EXERCISE OBJECTIVE: Quote all of the data below exactly, please.

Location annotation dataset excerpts
((
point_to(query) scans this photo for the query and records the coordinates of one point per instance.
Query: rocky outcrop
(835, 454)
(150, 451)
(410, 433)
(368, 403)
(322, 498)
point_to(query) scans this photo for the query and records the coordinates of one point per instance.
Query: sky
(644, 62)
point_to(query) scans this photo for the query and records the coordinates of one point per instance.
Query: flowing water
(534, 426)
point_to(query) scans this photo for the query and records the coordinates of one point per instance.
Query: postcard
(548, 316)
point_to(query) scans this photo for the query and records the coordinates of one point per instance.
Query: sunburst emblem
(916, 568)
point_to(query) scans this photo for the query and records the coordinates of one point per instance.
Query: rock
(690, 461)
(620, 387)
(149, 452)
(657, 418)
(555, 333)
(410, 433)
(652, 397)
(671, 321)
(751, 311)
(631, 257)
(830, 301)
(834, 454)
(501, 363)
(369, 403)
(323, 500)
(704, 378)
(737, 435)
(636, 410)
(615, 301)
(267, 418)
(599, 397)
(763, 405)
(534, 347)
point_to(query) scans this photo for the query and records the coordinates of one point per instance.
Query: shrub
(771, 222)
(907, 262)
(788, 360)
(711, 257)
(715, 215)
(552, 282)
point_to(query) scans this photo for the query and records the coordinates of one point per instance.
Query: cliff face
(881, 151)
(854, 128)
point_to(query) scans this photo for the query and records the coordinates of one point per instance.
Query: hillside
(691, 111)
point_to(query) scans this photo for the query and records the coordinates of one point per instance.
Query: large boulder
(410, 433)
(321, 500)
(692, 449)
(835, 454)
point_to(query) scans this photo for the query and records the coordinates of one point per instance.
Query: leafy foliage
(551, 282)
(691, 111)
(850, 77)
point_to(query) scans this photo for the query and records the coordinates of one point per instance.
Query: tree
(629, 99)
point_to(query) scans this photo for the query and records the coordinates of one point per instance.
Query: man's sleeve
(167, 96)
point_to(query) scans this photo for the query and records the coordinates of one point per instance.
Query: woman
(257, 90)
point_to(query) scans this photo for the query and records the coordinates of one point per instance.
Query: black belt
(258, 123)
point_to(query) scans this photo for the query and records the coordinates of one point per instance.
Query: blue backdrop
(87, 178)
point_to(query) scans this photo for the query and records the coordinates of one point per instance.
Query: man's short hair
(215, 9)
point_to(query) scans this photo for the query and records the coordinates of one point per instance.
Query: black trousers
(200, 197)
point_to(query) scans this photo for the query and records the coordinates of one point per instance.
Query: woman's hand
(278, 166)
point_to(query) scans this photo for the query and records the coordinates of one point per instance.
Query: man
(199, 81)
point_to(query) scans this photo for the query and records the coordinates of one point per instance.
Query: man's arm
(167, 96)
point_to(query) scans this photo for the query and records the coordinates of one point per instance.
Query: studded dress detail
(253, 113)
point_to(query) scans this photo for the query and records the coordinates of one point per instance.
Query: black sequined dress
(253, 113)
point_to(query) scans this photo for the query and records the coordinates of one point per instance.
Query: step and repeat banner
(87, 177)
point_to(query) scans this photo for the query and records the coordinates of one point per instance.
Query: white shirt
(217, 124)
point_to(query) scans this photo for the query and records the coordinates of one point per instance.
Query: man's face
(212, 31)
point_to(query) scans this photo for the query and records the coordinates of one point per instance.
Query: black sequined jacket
))
WRITTEN SOLUTION:
point_to(query) scans this photo for the query and records the coordinates of one point per instance.
Query: rocky outcrop
(835, 454)
(150, 451)
(410, 433)
(368, 403)
(322, 498)
point_to(query) scans this photo for the query and records the coordinates of one point per instance.
Query: sky
(644, 62)
point_to(query) scans this photo for the query and records the coordinates of one point per instance.
Query: flowing water
(534, 426)
point_to(query) scans this photo for the query and records the coordinates of one point per instance.
Query: postcard
(548, 316)
point_to(query) scans this photo for the query and records the coordinates of one point per instance.
Query: sunburst emblem
(916, 568)
point_to(query) scans this photo for the query and records the coordinates of one point per instance.
Query: rock
(690, 461)
(620, 387)
(149, 452)
(657, 418)
(555, 333)
(410, 433)
(652, 397)
(671, 321)
(751, 311)
(631, 257)
(830, 301)
(834, 454)
(501, 363)
(369, 403)
(323, 500)
(704, 378)
(737, 435)
(636, 410)
(615, 301)
(267, 418)
(599, 397)
(763, 405)
(534, 347)
point_to(query) scans this photo for the query and records the coordinates of one point per instance.
Query: shrub
(771, 222)
(907, 262)
(788, 360)
(711, 257)
(715, 215)
(552, 282)
point_to(query) scans this photo for the query and records the coordinates of one point per instance.
Query: cliff face
(881, 151)
(854, 128)
point_to(query) scans this photo for the query and records the coordinates of one point per instance.
Query: hillside
(691, 111)
point_to(query) scans this photo for the query and records the coordinates of one point per instance.
Query: large boulder
(410, 433)
(321, 500)
(692, 449)
(835, 454)
point_to(query) scans this photo for the query and records the coordinates of one point per instance.
Query: leafy foliage
(551, 282)
(691, 111)
(850, 77)
point_to(query) scans this photo for the query and records the coordinates of one point per instance.
Query: tree
(629, 99)
point_to(query) scans this photo for the query and records the coordinates of one point per instance.
Query: man's sleeve
(167, 96)
point_to(query) scans this photo for the query and records the coordinates of one point per instance.
Query: woman
(257, 90)
point_to(query) scans this photo for the query and records the coordinates of one point per instance.
Query: black belt
(258, 123)
point_to(query) scans this photo for the query and records the coordinates of one point per instance.
Query: blue backdrop
(87, 178)
point_to(query) scans this photo for the query and records the coordinates of one point per instance.
Query: man's short hair
(215, 9)
point_to(query) scans this photo for the query and records the coordinates of one point per instance.
Query: black trousers
(200, 197)
point_to(query) scans this photo for the query and records the coordinates of one point per instance.
Query: woman's hand
(278, 166)
point_to(query) scans this photo for the query and records the coordinates of one point per instance.
Query: man
(199, 81)
point_to(query) scans this photo for the query and records the coordinates of one point per instance.
Query: man's arm
(167, 96)
point_to(query) scans this photo for the query and records the coordinates of one point per instance.
Query: studded dress detail
(253, 113)
point_to(query) scans this photo for the query and records the coordinates of one point per instance.
Query: black sequined dress
(253, 113)
point_to(query) scans this photo for the query and records the coordinates of one point per instance.
Query: step and repeat banner
(87, 177)
point_to(query) scans this photo for the query and records the coordinates of one point per instance.
Query: white shirt
(217, 124)
point_to(query) scans this photo for the query and records the coordinates of one point per instance.
Query: man's face
(212, 31)
point_to(query) scans this photo for the query and records the coordinates of one point per instance.
Query: black sequined jacket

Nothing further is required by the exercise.